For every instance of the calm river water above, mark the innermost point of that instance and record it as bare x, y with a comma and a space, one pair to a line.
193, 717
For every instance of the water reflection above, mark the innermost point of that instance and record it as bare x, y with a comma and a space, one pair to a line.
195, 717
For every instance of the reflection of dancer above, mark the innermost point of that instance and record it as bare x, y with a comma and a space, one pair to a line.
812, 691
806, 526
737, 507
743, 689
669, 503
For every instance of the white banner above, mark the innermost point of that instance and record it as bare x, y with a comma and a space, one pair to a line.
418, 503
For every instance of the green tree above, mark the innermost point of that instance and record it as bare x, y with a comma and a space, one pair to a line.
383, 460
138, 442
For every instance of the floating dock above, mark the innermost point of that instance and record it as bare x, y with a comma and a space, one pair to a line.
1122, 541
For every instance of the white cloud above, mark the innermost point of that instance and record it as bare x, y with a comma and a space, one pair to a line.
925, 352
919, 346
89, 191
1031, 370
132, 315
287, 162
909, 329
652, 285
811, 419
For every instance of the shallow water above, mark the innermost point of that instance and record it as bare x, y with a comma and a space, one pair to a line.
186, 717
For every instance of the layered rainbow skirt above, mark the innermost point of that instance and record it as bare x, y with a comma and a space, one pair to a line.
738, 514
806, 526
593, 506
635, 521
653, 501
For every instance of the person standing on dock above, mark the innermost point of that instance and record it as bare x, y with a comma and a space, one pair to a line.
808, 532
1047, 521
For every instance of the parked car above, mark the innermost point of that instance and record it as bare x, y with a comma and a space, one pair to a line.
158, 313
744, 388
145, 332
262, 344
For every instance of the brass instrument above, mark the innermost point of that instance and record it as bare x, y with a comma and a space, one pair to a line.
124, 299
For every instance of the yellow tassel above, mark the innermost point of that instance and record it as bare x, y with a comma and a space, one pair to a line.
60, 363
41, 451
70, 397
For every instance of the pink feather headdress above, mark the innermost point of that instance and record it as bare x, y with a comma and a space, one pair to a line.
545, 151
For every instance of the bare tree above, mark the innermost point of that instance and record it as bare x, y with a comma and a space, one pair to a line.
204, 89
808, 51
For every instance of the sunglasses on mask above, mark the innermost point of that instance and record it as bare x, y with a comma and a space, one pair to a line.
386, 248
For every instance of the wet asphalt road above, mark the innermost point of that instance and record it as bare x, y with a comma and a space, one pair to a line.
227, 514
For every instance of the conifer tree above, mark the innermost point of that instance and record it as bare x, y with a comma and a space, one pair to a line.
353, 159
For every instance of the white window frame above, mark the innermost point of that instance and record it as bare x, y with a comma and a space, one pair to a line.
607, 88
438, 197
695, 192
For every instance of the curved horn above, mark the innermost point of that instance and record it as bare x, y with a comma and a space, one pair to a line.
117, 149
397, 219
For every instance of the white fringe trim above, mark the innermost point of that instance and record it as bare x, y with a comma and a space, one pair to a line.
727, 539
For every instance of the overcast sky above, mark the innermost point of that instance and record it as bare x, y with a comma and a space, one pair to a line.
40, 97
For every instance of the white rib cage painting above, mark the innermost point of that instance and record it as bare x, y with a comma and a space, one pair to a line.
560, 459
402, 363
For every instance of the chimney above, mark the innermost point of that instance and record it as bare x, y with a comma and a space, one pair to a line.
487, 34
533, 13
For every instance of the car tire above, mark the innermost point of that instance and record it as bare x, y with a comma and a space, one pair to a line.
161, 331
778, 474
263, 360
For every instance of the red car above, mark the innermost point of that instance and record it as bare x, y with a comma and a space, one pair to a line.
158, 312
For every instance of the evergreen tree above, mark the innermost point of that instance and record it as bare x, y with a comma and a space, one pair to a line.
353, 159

+ + + + + + +

= Assignment =
Output every record above exactly as it appears.

= Completed exercise =
For every instance of the calm river water above, mark the innermost point of that instance and record it as bare x, y with a comma and a space, one pair to a line.
193, 717
For every instance of the water reflection above, mark the innermost point of that instance and record it as bare x, y with a comma and a space, one pair to a line.
195, 717
For every instance of the reflection of dancer above, mark the innermost point of that instance and record it as bare x, y with a comma and a space, one pair to a line.
812, 691
806, 526
737, 507
743, 689
669, 503
For every instance of the white banner above, mark the innermost point of that instance and record it as bare x, y with a comma and a space, one pair to a line.
418, 503
For every instance of the green tree above, mark the innermost point of that instance and record it as bare x, y with a comma and a space, one pair to a line.
383, 460
138, 442
For every instance of the floating dock above, mark the innermost point of that instance and record it as bare x, y with a comma and a space, one pair to a line.
1122, 541
For every instance of the white cloud above, mark the innermost point of that instance and record it as bare x, y with a comma and a space, one pair to a line.
925, 352
919, 346
89, 191
1031, 370
132, 315
287, 162
909, 329
652, 285
811, 419
For every instance of the shallow water above, mark the innermost point of that instance and record it as bare x, y with a comma and a space, one pair to a line.
186, 717
For every instance of the layered rainbow skirt above, mark the innermost point of that instance and record it as bare x, y with a comma and a space, one pair to a line.
738, 514
806, 526
593, 506
635, 521
653, 501
For every instance of the person standing on dock above, mark the innermost point of that instance and record it as bare x, y with a comma and a space, one pair to a line.
808, 532
1047, 521
For every instance of the parked car above, mark the innermost point of that instance and record it as bare x, y with a comma and a space, one pair to a line.
158, 313
744, 388
145, 332
262, 344
For every instance of the brass instrument above, mark the innermost point of that instance and record it as bare x, y with a comma and a space, one pair to a line.
124, 299
For every instance of the yellow tassel above, mark the innermost point of that instance and record it as bare x, y with a comma and a space, one pair to a line.
60, 363
41, 451
70, 397
For every instance of the pink feather headdress above, mark the innermost point of that instance and record it as bare x, y with a comma and a space, one pair to a line.
545, 151
For every instance of the bare tree above, mark the innermost point of that instance and record it as bare x, y with a comma and a space, one pair to a line.
204, 89
808, 51
For every instance of the sunglasses on mask above, mark the innermost point of that instance and record it as bare x, y with a comma and a space, one pair to a line.
386, 248
For every instance of the wet asphalt road above, mark the innermost point of that instance and record it as bare x, y with a comma and a space, one pair to a line.
227, 514
For every instance of the conifer tree above, mark the innermost point of that instance and record it as bare x, y with a comma and a space, one pair to a line.
353, 159
For every instance of the white window frame above, mark the innermost point of that instance and record it as bare x, y with a comma and a space, one pair to a line.
607, 88
438, 197
695, 192
For every instance of the curved horn above, mark the innermost point of that instance and record it as bare x, y with a comma and a space, one pair to a line.
117, 149
397, 219
For every instance of the white fringe trim above, mark the innermost point of that instance and record it as bare x, y with a comma and a space, one pair to a line.
727, 539
For every instance of the overcast sky above, mark the innermost point of that instance and record it as bare x, y with a comma and a space, one pair to a line.
40, 97
For every instance of the white rib cage painting above, mark the innermost point of that instance and record it as bare x, y with a comma and a space, one pair to a line.
560, 459
402, 363
For every instance of the chimney above, mark the innermost point of that instance and record it as bare x, y with a comma and a space, one pair to a line.
487, 34
533, 13
For every instance of the car tire above, mark the innermost point of that instance and record it as bare x, y with a comma and a space, one pair to a line.
161, 331
778, 474
263, 360
For every instance of the red car above, mark the innermost point of that instance and record it as bare x, y with a comma and a space, one pair to a line.
158, 312
For every instance of the evergreen tree above, mark the innermost point of that instance and record it as bare x, y with a comma and a space, one pair to a line.
353, 159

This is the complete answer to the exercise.